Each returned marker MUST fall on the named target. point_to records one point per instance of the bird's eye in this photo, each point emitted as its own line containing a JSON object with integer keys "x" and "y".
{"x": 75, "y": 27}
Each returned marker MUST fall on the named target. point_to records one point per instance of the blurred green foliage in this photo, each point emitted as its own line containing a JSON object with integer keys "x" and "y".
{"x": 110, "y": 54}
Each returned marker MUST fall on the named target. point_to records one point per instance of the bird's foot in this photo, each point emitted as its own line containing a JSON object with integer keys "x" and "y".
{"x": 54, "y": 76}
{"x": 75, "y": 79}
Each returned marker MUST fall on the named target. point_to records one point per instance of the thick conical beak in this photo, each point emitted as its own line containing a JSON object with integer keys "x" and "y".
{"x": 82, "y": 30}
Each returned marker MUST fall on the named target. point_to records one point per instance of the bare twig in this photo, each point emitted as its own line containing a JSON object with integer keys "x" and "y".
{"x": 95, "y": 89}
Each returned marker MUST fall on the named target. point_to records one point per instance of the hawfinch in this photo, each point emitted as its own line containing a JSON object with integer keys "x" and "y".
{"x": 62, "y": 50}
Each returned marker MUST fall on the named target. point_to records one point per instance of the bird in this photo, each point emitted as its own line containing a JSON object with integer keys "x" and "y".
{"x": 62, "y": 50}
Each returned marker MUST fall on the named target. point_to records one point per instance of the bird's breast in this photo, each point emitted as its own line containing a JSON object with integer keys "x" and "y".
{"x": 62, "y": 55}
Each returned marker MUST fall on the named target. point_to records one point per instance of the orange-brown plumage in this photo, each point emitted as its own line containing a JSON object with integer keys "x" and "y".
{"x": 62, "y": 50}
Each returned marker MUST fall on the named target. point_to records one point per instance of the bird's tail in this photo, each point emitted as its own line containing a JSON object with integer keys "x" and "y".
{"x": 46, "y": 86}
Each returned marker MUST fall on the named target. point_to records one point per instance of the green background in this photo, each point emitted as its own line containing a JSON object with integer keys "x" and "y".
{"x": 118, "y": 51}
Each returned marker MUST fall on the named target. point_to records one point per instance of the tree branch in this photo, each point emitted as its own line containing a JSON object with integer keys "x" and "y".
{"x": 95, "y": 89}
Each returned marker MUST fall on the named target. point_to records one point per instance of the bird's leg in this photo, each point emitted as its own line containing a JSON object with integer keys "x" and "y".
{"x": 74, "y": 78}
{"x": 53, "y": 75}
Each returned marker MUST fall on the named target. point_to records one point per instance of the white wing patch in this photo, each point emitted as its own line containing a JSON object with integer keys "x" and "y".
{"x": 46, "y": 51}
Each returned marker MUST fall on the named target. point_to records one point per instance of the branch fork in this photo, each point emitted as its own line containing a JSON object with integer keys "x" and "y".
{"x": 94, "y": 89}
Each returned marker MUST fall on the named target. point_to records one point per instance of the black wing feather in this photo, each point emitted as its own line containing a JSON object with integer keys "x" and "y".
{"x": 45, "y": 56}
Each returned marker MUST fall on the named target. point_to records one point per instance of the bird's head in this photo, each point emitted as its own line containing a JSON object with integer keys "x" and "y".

================

§ TASK GOAL: Copy out all of the material above again, replacing "photo" with "image" wherever it occurs and leaving every other word unchanged.

§ THE RESULT:
Each returned marker MUST fall on the named target. point_to records one point per instance of the bird's eye in this image, each point emitted as its own line containing a JSON object with integer keys "x" and "y".
{"x": 75, "y": 27}
Each returned marker MUST fall on the named target. point_to records one point per instance of the blurred green foliage in this image, each point emitted as its own line containing a JSON object with integer keys "x" and "y".
{"x": 110, "y": 54}
Each returned marker MUST fall on the named target. point_to records one point per instance of the bird's foot in this image, each point emitted as its own line containing a JSON object with integer keys "x" and "y".
{"x": 54, "y": 76}
{"x": 75, "y": 79}
Each returned marker MUST fall on the named target. point_to records one point per instance of the thick conical beak in this image, each point emitted as its own line containing a JSON object with integer keys "x" and "y".
{"x": 82, "y": 30}
Each returned marker MUST fall on the named target. point_to records one point per instance of the bare twig in this image, each point emitted as its own line containing a JSON object with integer keys "x" and "y".
{"x": 95, "y": 89}
Each returned marker MUST fall on the named target. point_to records one point per instance of the hawfinch in this image, each point emitted as its own line containing a JSON object with integer keys "x" and "y".
{"x": 62, "y": 50}
Each returned marker MUST fall on the named target. point_to records one point per instance of the bird in this image, each point emitted as its own line containing a JSON object with integer keys "x" and "y".
{"x": 62, "y": 50}
Each returned marker MUST fall on the named target. point_to records one point per instance of the bird's breast in this image, each point emitted as its own line containing a JSON object with integer keys "x" and "y".
{"x": 62, "y": 55}
Each returned marker MUST fall on the named target. point_to records one point per instance of the orange-brown plumage in this image, each point emitted as its own line containing a JSON object with integer keys "x" and "y".
{"x": 62, "y": 50}
Each returned marker MUST fall on the named target. point_to records one point per instance of the bird's tail in this image, each point emitted as its own line containing a JSON object with integer keys "x" and "y".
{"x": 46, "y": 86}
Each returned marker MUST fall on the named target. point_to records one point per instance of the green background in this image, each point emitted as its own line containing a JSON object with integer keys "x" and "y".
{"x": 118, "y": 51}
Each returned marker MUST fall on the named target. point_to records one point per instance of the tree branch in this image, each point emitted as its own line containing a JSON object with integer keys "x" and "y".
{"x": 95, "y": 89}
Each returned marker MUST fall on the named target. point_to records one point per instance of the bird's leg in this image, each point emitted as its own line containing a JSON object with integer keys "x" and "y".
{"x": 74, "y": 78}
{"x": 53, "y": 75}
Each returned marker MUST fall on the named target. point_to records one point per instance of the white wing patch in this image, each point emitted as its own line containing a JSON object with integer keys "x" and "y".
{"x": 46, "y": 51}
Each returned marker MUST fall on the named target. point_to records one point per instance of the branch fork in this image, each point emitted as its own line containing a JSON object with integer keys "x" and "y".
{"x": 94, "y": 89}
Each returned marker MUST fall on the named target. point_to records one point per instance of the black wing feather in this image, each point emitted as its own line containing a JSON object with integer keys "x" and "y".
{"x": 45, "y": 56}
Each returned marker MUST fall on the named target. point_to records one point per instance of the bird's head in this image, each point emitted as its own line containing a JSON object with integer keys "x" and "y".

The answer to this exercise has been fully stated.